Instellingen en bedrijven worden steeds vaker geconfronteerd met besluitvorming onder lastige omstandigheden en tijdsdruk. Vraagstukken waarover besloten moet worden zijn vaak complex en onoverzichtelijk. Een goed voorbeeld daarvan is een anekdote van Dick Berlijn, oud Chef Defensiestaf. Onze ervaring is dat beleidsmakers bij gemeenten en provincies op elk moment betrokken zijn bij drie tot zeven beleidstrajecten, die elk op zich ook weer te maken hebben met een veelvoud aan besluiten. Ook het bedrijfsleven kent de nodige beslissingsdruk en laat besluiten steeds meer over aan lagere niveaus in de organisatie. Naast deze kwantitatieve druk op tijd en aandacht spelen ook situationele factoren zoals macht, politiek, onzekere, complexe en onduidelijke omstandigheden een rol.
Dick Berlijn, oud Chef Defensiestaf, beschrijft in een gesprek met journaliste Deirdre Enthoven1 de rol die twijfel speelde bij een belangrijk besluit tijdens zijn tijd in Uruzgan. Een commandant vroeg zijn toestemming voor de inzet van F16’s en pantserhouwitsers omdat zijn mensen anders zouden worden overrompeld. Tijd om alles af te wegen was er niet. Ook de gevolgen konden niet worden overzien. Berlijn: “Snel vinkte ik een denkbeeldige lijst af: wat was ons mandaat? Wat mochten we doen? Wat konden we doen? Wat waren de risico’s? En wat stond er op het spel? Je kunt zo’n beslissing eigenlijk niet goed nemen. Er zijn zo veel onzekerheden, onduidelijkheden over hoe het uit zal pakken. Uiteindelijk oordeelde ik dat het risico voor onze eigen mensen zo groot was, dat de middelen gelegitimeerd waren. Ik gaf mijn taskforce-commandant groen licht!”.
1 Enthoven, D. (2013). Bewogen besluiten. Professionals en hun dilemma’s. Amsterdam: Wereldbibliotheek.

Gegevens uit een dataverzameling
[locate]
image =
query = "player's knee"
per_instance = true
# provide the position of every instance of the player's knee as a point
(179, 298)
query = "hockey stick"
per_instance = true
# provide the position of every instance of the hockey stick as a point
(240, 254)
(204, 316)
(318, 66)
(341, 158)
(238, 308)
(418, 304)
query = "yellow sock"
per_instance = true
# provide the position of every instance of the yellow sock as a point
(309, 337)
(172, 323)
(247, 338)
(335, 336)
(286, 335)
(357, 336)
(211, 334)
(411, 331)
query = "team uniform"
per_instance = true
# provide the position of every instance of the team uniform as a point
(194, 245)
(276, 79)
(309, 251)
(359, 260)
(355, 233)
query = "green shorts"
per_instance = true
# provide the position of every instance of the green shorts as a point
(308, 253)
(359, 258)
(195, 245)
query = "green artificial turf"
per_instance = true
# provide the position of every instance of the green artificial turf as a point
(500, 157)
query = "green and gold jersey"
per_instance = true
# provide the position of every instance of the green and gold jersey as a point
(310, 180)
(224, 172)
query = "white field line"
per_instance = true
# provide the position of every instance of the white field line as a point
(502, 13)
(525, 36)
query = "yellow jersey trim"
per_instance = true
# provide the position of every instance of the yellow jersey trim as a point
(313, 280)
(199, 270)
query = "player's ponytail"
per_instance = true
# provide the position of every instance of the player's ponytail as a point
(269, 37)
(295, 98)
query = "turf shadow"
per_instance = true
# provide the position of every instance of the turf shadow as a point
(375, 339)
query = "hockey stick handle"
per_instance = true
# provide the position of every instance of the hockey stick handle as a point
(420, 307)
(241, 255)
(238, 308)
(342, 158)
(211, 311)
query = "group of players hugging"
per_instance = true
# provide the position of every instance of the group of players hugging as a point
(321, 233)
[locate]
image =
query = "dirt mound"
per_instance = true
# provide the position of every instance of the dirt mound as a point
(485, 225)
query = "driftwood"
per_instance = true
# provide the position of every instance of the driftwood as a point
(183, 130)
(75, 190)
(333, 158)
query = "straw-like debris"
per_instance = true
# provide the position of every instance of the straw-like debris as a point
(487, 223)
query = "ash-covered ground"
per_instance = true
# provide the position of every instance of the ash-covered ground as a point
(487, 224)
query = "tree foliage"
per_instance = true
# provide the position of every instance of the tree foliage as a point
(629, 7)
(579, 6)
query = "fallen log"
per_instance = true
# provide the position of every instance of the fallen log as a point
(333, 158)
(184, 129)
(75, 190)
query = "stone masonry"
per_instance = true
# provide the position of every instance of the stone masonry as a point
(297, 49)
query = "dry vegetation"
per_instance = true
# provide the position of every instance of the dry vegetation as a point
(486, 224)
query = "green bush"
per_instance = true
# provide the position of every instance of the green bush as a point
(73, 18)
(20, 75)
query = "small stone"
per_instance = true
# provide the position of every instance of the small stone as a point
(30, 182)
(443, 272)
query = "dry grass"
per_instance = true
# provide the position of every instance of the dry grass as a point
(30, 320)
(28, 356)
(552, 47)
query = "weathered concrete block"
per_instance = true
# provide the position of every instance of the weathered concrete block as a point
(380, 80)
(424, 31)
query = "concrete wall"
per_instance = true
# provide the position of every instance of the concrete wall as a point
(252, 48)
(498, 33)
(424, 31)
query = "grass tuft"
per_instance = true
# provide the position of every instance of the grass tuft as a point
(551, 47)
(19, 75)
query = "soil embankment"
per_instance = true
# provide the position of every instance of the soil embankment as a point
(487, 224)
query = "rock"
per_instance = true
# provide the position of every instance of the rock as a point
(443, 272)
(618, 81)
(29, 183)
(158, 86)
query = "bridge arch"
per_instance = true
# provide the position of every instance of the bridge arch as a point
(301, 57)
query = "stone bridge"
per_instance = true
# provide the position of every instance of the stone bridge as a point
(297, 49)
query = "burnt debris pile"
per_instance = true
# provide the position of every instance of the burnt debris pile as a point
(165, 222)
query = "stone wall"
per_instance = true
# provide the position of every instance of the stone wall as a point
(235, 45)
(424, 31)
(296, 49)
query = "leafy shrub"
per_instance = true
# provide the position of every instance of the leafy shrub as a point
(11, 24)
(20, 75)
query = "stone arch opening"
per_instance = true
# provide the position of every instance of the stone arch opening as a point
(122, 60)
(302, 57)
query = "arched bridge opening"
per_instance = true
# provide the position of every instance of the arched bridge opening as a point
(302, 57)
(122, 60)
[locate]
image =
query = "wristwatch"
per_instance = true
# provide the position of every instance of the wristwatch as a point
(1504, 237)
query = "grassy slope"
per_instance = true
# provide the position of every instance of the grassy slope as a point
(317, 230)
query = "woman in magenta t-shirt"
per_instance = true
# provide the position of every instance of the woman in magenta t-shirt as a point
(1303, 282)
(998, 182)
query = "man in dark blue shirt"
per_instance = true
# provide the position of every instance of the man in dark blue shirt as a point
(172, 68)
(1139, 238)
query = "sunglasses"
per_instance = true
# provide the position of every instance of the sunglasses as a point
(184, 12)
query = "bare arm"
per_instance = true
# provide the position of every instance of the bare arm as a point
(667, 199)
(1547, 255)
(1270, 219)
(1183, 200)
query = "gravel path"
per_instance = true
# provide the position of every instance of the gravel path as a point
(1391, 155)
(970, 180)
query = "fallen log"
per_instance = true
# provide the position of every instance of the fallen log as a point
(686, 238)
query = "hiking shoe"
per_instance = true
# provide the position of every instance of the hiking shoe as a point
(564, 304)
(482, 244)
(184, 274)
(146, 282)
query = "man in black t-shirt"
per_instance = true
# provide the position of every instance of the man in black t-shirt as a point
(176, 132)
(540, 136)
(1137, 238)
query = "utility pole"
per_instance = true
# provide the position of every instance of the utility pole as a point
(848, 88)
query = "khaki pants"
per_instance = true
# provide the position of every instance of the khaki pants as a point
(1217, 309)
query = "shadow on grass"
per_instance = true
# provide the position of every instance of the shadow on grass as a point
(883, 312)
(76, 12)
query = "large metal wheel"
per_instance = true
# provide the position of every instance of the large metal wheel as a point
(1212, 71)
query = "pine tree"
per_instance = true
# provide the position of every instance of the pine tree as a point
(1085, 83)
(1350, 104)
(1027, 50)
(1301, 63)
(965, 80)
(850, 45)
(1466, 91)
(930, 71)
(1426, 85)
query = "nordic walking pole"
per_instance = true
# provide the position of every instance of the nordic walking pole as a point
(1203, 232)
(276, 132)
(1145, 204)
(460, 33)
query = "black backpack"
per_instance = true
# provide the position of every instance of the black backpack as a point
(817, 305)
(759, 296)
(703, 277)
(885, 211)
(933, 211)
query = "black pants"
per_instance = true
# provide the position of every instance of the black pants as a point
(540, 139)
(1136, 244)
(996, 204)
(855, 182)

§ Opdracht 1:
Beantwoord de volgende vragen over de tekst over besluitvorming.
(a) Bij hoeveel beleidstrajecten zijn beleidsmakers bij gemeenten en provincies op elk moment betrokken?
(b) Voor de inzet van welke middelen vroeg de commandant toestemming?
(c) In welk jaar verscheen het werk van Enthoven dat in de voetnoot staat?
§ Opdracht 2: Bewerk het stuk van de tekst over besluitvorming van "Instellingen en bedrijven" tot en met "omstandigheden een rol." en zet daarin "zakenleven" in plaats van "bedrijfsleven".
§ Opdracht 3: Pak de tekst over besluitvorming weer op en schrijf alstublieft verder na de laatste zin die er staat.

§ Antwoord 1:
(a) Bij drie tot zeven beleidstrajecten.
(b) Voor de inzet van F16's en pantserhouwitsers.
(c) In 2013.

§ Antwoord 2:
Instellingen en bedrijven worden steeds vaker geconfronteerd met besluitvorming onder lastige omstandigheden en tijdsdruk. Vraagstukken waarover besloten moet worden zijn vaak complex en onoverzichtelijk. Een goed voorbeeld daarvan is een anekdote van Dick Berlijn, oud Chef Defensiestaf. Onze ervaring is dat beleidsmakers bij gemeenten en provincies op elk moment betrokken zijn bij drie tot zeven beleidstrajecten, die elk op zich ook weer te maken hebben met een veelvoud aan besluiten. Ook het zakenleven kent de nodige beslissingsdruk en laat besluiten steeds meer over aan lagere niveaus in de organisatie. Naast deze kwantitatieve druk op tijd en aandacht spelen ook situationele factoren zoals macht, politiek, onzekere, complexe en onduidelijke omstandigheden een rol.

§ Antwoord 3:
Besluitvorming vindt gelukkig niet altijd plaats onder crisisomstandigheden. En er hangt er niet altijd zoveel van af als in dit geval. De anekdote van Berlijn onderstreept de volatiele, onzekere en onduidelijke omstandigheden waaronder besluiten soms genomen worden. Interessant is zijn verwijzing naar een denkbeeldig lijstje. Zeer ervaren besluitvormers blijken vaak lijstjes paraat te hebben uit eerdere ervaringen in soortgelijke omstandigheden.
Ook belangen, overtuigingen en het kennisniveau van belanghouders zijn niet altijd duidelijk of bekend. Onze praktijk rondom besluitvorming wijst uit dat het systematisch in kaart brengen van belanghouders de kwaliteit van de besluiten verhoogt, net zoals de doelmatigheid ervan. De Factor-C omgevingsanalyse helpt bij het in kaart brengen van belanghouders, hun rol en mate van betrokkenheid bij beleids- en besluitvorming.
Hoe eenvoudig is het nemen van een besluit? Vaak heerst het beeld dat het nemen van een goed gefundeerde beslissing eenvoudig is en slechts vereist dat feiten en omstandigheden op een rijtje worden gezet. Maar is de gemiddelde mens wel zo goed in staat die feiten en omstandigheden goed op een rijtje te zetten? Een voorbeeld. Lees dit eenmaal en geef dan direct antwoord:
Een smartphone en een hoesje kosten samen € 110. De telefoon is € 100 duurder dan het hoesje. Wat kost het hoesje? Makkelijk toch, € 10. Nee, want als het hoesje € 10 kost dan moet de telefoon € 110 kosten, wat samen € 120 is.
Wat is het goede antwoord? Telefoon = t, hoesje = h; t+h =110 ; h+100 = t à h+100+h=110 à 2h=110-100 à 2h=10 à h=5. Het hoesje kost € 5 en de telefoon € 105.
Een andere valkuil is het extrapoleren van gebeurtenissen in het verleden. Een blije kalkoen verblijft op een boerderij. De boer komt iedere dag langs en voert hem dan. De kalkoen heeft elke dag een hogere kans dat de boer de dag erna hetzelfde doet. Op dag acht is die kans zelfs 90%. Op dag elf is het kerst. Op dag negen heeft de boer een heel ander plan.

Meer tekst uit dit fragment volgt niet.